▸ **What you should do**
Character for character, give back every line below.
'''
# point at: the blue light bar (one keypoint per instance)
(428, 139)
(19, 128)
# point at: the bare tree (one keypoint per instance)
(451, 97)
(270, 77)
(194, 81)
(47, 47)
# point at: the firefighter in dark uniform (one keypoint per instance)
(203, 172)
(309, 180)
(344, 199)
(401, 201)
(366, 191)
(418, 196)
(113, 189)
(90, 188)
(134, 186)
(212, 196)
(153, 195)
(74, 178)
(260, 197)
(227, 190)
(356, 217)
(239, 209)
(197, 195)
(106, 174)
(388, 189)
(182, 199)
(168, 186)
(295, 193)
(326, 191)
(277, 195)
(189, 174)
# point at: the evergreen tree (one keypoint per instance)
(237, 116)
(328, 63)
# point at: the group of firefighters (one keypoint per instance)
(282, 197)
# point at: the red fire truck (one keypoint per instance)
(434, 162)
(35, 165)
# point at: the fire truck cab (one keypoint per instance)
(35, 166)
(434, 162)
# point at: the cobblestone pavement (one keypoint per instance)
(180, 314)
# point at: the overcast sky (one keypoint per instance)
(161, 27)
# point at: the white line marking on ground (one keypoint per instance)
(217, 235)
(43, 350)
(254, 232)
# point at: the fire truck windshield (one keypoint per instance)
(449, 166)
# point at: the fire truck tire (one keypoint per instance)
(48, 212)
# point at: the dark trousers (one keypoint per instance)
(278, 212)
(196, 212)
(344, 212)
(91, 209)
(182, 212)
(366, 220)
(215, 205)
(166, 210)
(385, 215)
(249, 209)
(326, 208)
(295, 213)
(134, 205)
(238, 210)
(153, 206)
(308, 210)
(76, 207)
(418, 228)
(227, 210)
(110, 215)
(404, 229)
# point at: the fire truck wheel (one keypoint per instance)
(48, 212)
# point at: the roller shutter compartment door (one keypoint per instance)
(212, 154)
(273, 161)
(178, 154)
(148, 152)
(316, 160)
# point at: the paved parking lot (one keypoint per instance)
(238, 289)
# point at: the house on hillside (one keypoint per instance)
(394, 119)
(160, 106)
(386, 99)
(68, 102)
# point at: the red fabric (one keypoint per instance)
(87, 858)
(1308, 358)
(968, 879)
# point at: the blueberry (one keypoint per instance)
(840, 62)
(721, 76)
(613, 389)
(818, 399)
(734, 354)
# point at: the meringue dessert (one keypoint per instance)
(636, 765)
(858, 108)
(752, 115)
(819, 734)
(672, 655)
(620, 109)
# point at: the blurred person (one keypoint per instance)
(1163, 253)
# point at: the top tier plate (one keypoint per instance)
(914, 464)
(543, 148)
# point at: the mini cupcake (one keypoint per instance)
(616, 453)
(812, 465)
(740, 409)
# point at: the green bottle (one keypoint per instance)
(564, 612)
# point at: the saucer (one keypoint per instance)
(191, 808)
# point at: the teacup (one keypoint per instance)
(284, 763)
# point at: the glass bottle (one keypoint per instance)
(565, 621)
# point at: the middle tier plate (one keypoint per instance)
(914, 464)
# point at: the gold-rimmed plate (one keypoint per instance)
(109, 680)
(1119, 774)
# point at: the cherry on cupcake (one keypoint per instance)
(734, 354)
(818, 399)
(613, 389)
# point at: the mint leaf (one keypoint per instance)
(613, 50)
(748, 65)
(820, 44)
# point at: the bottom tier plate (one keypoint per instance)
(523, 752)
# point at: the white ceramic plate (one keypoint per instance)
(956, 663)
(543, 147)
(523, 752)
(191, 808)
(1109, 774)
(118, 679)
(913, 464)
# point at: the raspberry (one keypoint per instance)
'''
▸ **Answer below**
# point at: the blue light bar (one keypoint per instance)
(428, 139)
(19, 128)
# point at: the bare tree (one keypoint per instance)
(451, 97)
(270, 77)
(194, 81)
(47, 47)
# point at: the firefighter in dark uniform (one keypoint per instance)
(203, 172)
(309, 180)
(344, 199)
(401, 201)
(366, 191)
(418, 196)
(113, 189)
(90, 188)
(134, 186)
(212, 196)
(153, 195)
(74, 178)
(260, 197)
(227, 190)
(356, 217)
(239, 209)
(197, 195)
(106, 174)
(388, 189)
(182, 199)
(168, 186)
(295, 193)
(326, 191)
(277, 195)
(189, 174)
# point at: the evergreen tree (one keypoint per instance)
(237, 116)
(328, 63)
# point at: the group of firefighters (one keypoint per instance)
(282, 197)
# point at: the red fire truck (one keypoint per instance)
(434, 162)
(35, 165)
# point at: the fire truck cab (one keypoint per instance)
(35, 166)
(434, 162)
# point at: the cobblestone pavement (one keypoint per instance)
(180, 314)
# point at: the overcast sky (one keypoint per instance)
(161, 27)
# point at: the white line marking on ground (one keypoint per instance)
(217, 235)
(43, 350)
(254, 232)
# point at: the fire truck windshield (one keypoint per instance)
(449, 166)
# point at: the fire truck tire (one keypoint per instance)
(48, 212)
# point at: the dark trousers (one keypoint per instance)
(278, 212)
(196, 212)
(344, 212)
(91, 209)
(182, 212)
(366, 220)
(215, 205)
(166, 210)
(385, 215)
(249, 209)
(326, 208)
(295, 213)
(134, 205)
(238, 210)
(153, 206)
(308, 210)
(76, 207)
(418, 228)
(227, 210)
(110, 215)
(404, 229)
# point at: the fire truck wheel (one keypoint per instance)
(48, 212)
# point at: the roller shutter compartment door (one keypoint per instance)
(212, 154)
(273, 161)
(178, 154)
(148, 152)
(316, 160)
# point at: the paved parking lot (one keypoint per instance)
(238, 289)
# point at: the house on hillside (one keypoint per instance)
(394, 119)
(160, 106)
(386, 99)
(68, 102)
# point at: the red fabric (one keypoint per instance)
(87, 858)
(1308, 358)
(968, 879)
# point at: the blueberry (one keypoint per instance)
(840, 62)
(721, 76)
(613, 389)
(818, 399)
(734, 354)
# point at: the meringue dessert (one keypoint per instance)
(636, 765)
(858, 108)
(752, 115)
(819, 734)
(672, 655)
(620, 109)
# point at: the blurred person (one keypoint per instance)
(1163, 253)
# point at: the top tier plate (one keypoint per instance)
(914, 464)
(543, 148)
# point at: the mini cupcake (one keypoint per instance)
(616, 453)
(812, 465)
(740, 409)
# point at: the green bottle (one keypoint per instance)
(564, 612)
# point at: the saucer (one keypoint per instance)
(191, 808)
# point at: the teacup (one keypoint per instance)
(284, 763)
# point at: the glass bottle (one keypoint per instance)
(565, 621)
# point at: the middle tier plate (one keypoint per instance)
(914, 464)
# point at: the gold-rimmed plate (one keypoint per instance)
(109, 680)
(1119, 774)
# point at: the cherry on cupcake (one keypoint per instance)
(734, 354)
(818, 399)
(613, 389)
# point at: the mint leaf (one keypoint per instance)
(613, 50)
(748, 65)
(820, 44)
# point at: the bottom tier plate (one keypoint per instance)
(523, 752)
# point at: the white ceramic plate (one keypoint per instance)
(956, 663)
(543, 147)
(523, 752)
(191, 808)
(1109, 774)
(118, 679)
(913, 464)
# point at: the raspberry (one keypoint per instance)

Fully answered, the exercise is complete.